→ **SUPPLIED RECORDS**

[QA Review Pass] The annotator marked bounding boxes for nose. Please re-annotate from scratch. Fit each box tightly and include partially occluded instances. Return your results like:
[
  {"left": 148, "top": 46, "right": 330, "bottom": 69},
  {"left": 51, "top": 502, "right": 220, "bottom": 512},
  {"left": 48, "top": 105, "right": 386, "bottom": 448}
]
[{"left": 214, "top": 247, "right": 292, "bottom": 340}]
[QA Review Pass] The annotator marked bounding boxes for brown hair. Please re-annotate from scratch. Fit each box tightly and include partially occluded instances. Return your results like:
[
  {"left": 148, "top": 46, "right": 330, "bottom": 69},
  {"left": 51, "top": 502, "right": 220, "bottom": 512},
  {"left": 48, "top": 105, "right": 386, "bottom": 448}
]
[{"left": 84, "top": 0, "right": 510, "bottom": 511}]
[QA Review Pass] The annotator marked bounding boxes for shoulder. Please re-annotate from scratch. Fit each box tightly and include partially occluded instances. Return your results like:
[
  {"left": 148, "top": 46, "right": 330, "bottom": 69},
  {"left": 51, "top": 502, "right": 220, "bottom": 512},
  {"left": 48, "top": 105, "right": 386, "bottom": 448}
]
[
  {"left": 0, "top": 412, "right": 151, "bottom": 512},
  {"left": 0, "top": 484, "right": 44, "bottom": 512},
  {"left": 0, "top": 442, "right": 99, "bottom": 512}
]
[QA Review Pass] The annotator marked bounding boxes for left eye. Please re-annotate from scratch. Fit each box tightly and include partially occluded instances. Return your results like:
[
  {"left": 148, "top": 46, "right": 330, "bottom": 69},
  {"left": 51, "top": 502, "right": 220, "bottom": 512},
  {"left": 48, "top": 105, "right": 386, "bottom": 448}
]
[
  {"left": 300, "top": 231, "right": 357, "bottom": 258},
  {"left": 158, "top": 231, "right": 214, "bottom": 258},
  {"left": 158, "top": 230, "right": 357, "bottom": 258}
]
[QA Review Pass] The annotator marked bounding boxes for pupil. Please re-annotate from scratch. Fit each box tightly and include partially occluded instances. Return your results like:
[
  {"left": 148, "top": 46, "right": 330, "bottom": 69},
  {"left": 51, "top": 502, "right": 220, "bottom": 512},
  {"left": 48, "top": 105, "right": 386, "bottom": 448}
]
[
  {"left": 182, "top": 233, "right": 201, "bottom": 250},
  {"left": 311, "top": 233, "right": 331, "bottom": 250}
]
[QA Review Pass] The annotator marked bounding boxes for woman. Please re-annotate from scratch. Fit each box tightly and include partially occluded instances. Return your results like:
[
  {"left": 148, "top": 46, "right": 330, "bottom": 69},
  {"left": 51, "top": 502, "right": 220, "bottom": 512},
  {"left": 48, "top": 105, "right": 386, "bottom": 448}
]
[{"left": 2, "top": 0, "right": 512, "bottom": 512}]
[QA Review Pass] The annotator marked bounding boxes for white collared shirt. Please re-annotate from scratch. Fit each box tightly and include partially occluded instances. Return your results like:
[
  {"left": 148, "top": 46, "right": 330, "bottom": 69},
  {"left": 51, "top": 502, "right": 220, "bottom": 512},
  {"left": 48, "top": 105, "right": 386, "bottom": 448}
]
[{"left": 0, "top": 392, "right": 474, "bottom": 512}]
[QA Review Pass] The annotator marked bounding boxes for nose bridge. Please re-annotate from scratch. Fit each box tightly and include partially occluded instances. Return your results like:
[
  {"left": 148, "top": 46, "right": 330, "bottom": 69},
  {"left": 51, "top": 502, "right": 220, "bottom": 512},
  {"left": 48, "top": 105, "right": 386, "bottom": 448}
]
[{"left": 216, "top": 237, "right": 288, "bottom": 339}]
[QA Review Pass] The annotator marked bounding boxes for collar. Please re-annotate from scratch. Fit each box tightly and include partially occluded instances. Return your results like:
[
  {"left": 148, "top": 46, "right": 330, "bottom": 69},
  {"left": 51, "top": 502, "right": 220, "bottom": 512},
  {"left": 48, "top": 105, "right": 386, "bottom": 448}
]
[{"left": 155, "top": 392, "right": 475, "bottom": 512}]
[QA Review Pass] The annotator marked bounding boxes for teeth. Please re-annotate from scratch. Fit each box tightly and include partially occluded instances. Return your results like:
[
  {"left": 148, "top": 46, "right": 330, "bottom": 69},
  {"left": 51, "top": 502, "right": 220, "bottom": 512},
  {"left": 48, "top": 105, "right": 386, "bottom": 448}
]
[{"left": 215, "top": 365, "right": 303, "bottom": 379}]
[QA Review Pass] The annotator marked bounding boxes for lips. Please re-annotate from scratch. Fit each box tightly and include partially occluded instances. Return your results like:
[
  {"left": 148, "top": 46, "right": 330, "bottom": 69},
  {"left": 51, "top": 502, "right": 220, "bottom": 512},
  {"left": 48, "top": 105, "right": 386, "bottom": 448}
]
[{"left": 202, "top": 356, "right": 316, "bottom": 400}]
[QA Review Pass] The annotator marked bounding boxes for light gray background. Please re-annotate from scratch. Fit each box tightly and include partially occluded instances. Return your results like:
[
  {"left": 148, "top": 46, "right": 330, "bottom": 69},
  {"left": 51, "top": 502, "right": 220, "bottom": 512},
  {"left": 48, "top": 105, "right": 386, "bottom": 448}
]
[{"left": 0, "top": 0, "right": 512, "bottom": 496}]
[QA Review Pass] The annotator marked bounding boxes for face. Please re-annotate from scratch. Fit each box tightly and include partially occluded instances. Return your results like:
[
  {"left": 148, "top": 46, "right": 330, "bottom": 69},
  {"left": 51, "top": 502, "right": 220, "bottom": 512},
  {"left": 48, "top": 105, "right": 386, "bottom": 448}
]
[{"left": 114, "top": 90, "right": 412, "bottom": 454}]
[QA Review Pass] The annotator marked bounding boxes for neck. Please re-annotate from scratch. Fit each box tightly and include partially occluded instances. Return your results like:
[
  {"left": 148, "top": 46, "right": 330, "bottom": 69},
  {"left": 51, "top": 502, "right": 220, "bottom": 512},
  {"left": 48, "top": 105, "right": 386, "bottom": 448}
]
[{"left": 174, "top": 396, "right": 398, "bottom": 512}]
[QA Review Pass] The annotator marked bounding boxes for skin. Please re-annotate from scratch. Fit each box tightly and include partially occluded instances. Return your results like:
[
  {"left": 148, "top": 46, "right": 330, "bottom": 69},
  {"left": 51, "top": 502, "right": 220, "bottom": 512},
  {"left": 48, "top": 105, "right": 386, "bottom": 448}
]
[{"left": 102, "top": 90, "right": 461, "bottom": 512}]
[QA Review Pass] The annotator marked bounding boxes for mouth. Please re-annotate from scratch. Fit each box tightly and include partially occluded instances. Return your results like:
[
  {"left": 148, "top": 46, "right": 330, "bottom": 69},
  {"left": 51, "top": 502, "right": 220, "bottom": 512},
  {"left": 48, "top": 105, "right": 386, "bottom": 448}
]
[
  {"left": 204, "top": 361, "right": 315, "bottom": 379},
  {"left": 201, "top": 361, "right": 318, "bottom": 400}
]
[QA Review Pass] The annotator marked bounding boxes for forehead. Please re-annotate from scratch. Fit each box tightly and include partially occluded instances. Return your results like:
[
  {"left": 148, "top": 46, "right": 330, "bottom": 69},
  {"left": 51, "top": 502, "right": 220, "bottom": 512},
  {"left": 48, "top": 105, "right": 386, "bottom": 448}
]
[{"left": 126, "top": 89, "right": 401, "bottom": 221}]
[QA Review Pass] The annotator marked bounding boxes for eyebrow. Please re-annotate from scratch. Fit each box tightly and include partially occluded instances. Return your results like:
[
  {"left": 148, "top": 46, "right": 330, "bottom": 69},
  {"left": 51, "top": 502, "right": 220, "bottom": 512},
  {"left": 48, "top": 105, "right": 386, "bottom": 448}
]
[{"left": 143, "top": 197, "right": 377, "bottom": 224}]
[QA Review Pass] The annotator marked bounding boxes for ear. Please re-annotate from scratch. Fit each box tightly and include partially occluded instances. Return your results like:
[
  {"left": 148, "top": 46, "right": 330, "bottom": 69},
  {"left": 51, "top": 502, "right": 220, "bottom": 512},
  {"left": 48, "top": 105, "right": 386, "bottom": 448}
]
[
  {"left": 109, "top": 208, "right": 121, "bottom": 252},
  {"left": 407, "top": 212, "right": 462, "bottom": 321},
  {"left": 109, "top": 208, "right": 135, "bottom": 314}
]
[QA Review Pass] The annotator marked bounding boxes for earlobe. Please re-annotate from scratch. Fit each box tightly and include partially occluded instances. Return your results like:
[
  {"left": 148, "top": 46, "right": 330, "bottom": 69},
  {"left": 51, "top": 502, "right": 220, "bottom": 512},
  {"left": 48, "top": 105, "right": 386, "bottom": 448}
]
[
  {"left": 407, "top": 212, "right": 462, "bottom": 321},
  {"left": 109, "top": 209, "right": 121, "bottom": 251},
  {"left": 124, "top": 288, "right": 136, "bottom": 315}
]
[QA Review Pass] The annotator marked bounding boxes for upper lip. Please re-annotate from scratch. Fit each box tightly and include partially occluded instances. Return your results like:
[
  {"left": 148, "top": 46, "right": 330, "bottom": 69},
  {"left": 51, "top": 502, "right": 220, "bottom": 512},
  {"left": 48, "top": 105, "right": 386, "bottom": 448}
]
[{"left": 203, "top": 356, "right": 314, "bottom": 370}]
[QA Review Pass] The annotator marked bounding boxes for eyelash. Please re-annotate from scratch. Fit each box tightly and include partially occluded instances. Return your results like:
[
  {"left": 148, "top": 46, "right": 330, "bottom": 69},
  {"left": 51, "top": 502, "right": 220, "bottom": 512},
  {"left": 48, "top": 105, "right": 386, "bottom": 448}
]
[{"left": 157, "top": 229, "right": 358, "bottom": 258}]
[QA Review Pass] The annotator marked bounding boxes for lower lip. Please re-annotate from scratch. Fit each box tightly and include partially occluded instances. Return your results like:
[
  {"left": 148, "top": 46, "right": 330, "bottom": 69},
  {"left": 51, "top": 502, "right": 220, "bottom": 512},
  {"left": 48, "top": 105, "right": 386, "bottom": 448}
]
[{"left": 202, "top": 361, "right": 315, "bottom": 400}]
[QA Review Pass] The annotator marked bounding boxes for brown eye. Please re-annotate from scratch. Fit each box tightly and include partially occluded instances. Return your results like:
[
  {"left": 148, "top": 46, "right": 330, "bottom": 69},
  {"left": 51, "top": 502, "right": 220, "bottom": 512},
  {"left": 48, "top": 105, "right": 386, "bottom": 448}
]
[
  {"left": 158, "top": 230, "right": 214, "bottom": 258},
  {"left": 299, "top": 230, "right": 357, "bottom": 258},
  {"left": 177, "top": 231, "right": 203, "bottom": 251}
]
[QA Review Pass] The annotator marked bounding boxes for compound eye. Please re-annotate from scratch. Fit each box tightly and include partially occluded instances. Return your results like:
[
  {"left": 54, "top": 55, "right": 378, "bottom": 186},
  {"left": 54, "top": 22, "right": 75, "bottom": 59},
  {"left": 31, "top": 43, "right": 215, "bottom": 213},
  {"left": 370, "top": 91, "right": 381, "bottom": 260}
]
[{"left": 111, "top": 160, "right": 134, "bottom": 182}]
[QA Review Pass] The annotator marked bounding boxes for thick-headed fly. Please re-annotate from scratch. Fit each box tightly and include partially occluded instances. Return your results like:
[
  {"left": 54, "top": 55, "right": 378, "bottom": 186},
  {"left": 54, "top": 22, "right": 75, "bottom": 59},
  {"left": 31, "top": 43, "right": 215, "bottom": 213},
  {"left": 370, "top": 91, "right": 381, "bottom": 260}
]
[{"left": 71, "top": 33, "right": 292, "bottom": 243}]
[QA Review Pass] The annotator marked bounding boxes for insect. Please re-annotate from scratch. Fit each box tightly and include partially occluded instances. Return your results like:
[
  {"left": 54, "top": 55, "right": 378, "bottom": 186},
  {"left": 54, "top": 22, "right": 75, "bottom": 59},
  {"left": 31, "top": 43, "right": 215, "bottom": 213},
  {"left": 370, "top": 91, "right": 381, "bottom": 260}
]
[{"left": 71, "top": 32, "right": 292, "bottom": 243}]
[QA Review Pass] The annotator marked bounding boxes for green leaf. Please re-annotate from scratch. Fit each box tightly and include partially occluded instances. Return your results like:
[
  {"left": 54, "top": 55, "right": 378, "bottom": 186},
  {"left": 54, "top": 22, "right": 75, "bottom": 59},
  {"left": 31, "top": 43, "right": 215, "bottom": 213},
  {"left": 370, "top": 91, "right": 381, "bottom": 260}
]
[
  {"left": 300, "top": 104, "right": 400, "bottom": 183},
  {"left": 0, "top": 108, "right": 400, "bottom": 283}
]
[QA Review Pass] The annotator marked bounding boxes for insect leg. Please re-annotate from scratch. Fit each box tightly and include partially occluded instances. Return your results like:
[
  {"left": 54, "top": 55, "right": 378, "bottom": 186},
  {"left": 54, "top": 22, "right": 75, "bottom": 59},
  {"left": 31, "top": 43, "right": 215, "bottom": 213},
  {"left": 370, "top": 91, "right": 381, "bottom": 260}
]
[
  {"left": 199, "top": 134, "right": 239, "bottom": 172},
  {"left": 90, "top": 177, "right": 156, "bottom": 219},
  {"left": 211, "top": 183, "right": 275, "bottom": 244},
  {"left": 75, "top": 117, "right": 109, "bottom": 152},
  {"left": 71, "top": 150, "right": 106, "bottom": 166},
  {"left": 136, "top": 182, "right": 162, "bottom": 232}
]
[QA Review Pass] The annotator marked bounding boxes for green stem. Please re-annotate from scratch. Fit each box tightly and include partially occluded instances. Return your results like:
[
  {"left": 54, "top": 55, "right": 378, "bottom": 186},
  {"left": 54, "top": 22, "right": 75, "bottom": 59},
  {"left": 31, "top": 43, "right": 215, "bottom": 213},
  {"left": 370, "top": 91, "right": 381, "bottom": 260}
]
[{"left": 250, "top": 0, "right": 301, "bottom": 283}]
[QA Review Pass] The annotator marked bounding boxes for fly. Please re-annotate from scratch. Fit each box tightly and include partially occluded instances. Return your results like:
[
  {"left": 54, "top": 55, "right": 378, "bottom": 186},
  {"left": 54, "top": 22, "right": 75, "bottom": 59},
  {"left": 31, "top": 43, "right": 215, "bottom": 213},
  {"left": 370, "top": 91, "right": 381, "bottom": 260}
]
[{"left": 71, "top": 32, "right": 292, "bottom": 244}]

→ **WHAT IS BEING ASKED**
Show each line of the listing above that contains the word "insect".

→ **ANSWER TO THIS PROBLEM**
[QA Review Pass] The annotator marked bounding boxes for insect. Please re-annotate from scratch. Fit each box tightly and include partially occluded instances. Return your results like:
[QA Review Pass] The annotator marked bounding boxes for insect leg. Please re-annotate from scratch. Fit each box tightly and include partially occluded instances. Return your results like:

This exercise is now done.